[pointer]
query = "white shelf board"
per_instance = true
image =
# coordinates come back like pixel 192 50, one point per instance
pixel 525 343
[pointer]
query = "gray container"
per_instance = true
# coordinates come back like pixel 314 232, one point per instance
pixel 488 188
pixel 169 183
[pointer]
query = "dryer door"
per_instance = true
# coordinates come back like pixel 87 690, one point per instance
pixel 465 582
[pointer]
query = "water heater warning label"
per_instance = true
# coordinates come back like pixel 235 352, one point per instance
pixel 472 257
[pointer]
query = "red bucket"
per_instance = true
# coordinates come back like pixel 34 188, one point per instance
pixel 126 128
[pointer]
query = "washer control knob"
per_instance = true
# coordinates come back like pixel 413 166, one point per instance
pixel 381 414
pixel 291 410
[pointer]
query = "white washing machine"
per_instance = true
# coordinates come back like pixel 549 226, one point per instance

* * *

[To do]: Repeat the data word for word. Leave nothing out.

[Task result]:
[pointer]
query = "white shelf board"
per_instance = true
image =
# coordinates come back like pixel 192 50, one point per instance
pixel 525 343
[pointer]
query = "gray container"
per_instance = true
# coordinates come back like pixel 314 232, one point per instance
pixel 488 188
pixel 169 183
[pointer]
query = "dryer door"
per_instance = true
# coordinates come back like pixel 87 690, one point per instance
pixel 465 582
[pointer]
query = "water heater warning label"
per_instance = true
# coordinates come back like pixel 235 352, one point per instance
pixel 472 257
[pointer]
query = "red bucket"
per_instance = true
# coordinates come back like pixel 34 188, one point per instance
pixel 126 128
[pointer]
query = "washer control knob"
per_instance = true
# coordinates come back like pixel 413 166, one point per instance
pixel 381 414
pixel 291 410
[pointer]
query = "white washing machine"
per_instance = true
# coordinates come back like pixel 549 226, one point per instance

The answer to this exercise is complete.